Selbst WENN sich der Verband, der sich als Co-Publisher die Tiefenschärfe der Thesen zu eigen macht, auf die Quartals-orientiert operative statt auf die strategische Begleitung seiner Klientel verlegen wollte: zum Thema eReader hat es bereits vor Jahren einschlägige, und eben ins Strategische zielende, Veranstaltungen gegeben. Wer - als Buchverleger - den Reader nicht auf dem Zettel hat, ist selbst schuld - und nicht zu retten. Wer aber als Zeitschriftenverleger auf eine „Liason“ mit den Devices hofft, der hat die Zeichen der Zeit auch nicht verstanden (ich selbst glaube durchaus an ... „Jahresbände“ und/oder „User-Compilations - nur würde diese Entwicklung die weitere Schrumpfung des Printmarktes zementieren, wenn nicht beschleunigen).
Und ein Verband, der in dieser Frage tapfer die Zukunft zur Vergangenheit überreden will, agiert fahrlässig, ängstlich und an den Notwendigkeiten seiner Klientel vorbei.
Aber wir sind erst bis zur Hälfte des Papiers vorgedrungen. Jetzt kommen die Business Modelle, vielleicht kommt ja noch was.

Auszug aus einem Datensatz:

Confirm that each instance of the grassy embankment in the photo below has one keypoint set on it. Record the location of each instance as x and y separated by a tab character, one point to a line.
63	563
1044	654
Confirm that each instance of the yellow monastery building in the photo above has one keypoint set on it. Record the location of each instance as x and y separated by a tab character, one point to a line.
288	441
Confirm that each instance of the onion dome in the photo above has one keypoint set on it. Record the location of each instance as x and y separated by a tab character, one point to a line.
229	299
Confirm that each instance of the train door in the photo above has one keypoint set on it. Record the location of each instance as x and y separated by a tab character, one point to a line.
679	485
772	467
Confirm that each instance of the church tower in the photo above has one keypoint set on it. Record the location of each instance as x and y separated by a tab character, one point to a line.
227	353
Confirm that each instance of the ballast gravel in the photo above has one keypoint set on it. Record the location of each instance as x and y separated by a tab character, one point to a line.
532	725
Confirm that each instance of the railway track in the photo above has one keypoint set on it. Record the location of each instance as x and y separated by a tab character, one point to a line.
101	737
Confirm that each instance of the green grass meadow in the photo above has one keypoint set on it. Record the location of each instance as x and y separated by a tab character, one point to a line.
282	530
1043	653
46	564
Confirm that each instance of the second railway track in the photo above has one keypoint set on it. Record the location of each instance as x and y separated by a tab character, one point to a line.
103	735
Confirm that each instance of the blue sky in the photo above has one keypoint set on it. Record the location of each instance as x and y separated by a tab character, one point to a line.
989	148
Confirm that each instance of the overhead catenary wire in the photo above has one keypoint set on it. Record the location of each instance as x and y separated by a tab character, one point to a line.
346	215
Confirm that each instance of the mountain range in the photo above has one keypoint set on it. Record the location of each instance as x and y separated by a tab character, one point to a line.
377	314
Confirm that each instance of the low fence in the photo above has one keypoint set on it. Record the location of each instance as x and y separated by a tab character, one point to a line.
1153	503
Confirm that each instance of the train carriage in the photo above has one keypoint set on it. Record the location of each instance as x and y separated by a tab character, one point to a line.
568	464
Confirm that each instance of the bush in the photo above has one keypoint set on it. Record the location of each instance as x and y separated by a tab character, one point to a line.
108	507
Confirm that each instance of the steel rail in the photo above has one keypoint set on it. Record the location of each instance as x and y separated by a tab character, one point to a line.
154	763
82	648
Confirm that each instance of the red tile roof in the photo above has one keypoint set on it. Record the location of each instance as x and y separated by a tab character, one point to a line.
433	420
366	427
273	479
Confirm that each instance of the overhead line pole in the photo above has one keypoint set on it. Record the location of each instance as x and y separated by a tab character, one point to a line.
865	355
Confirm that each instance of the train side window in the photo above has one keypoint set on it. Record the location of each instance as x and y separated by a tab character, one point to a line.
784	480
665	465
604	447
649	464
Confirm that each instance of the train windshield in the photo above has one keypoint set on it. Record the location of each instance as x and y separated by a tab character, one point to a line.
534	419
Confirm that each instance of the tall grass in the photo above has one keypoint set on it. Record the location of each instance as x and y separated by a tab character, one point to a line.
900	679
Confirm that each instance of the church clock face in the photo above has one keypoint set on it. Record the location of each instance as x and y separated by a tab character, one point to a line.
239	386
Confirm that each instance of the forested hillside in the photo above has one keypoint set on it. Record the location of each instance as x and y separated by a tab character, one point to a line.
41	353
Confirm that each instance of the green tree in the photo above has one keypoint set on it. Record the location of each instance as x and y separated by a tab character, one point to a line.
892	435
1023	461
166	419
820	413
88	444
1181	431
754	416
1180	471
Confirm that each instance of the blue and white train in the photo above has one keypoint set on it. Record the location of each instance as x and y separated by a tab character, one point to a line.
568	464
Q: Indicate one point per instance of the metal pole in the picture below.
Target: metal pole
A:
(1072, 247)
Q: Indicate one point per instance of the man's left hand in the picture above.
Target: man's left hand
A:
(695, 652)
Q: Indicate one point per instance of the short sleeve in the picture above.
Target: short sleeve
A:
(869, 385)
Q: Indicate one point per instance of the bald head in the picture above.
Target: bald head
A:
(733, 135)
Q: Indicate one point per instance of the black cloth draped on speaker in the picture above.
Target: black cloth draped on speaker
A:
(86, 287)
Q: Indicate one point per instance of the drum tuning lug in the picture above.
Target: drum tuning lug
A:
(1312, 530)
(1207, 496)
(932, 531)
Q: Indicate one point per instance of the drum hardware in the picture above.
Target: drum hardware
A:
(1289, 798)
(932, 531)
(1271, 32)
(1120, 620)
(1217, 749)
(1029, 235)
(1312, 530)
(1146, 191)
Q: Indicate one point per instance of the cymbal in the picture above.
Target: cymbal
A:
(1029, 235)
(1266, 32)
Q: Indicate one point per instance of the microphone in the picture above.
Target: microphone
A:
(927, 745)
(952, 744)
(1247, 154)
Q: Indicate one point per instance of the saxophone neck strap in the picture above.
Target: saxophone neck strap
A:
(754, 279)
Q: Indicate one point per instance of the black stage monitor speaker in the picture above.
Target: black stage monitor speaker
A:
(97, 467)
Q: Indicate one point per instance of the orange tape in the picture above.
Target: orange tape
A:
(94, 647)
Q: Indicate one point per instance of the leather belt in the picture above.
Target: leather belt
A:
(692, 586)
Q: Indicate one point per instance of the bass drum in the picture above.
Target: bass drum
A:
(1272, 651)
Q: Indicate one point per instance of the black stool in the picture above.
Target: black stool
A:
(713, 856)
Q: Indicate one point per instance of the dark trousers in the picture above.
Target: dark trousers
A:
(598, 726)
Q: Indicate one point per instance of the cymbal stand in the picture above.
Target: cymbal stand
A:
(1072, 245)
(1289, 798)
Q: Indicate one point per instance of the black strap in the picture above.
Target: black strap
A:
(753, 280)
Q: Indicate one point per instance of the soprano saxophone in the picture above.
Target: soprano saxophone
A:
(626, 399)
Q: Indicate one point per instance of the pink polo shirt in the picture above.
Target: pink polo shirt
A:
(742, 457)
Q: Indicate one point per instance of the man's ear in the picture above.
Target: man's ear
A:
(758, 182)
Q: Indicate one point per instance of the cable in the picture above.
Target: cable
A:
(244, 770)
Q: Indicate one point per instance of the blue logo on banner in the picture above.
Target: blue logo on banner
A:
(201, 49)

■ **AUFGABE**: Im zitierten Textauszug wird beschrieben, wie ein Verband agiert, der die Zukunft zur Vergangenheit überreden will. Zähle alle Bestimmungen dazu auf.

■ **MUSTERLÖSUNG**:
- fahrlässig
- ängstlich
- an den Notwendigkeiten seiner Klientel vorbei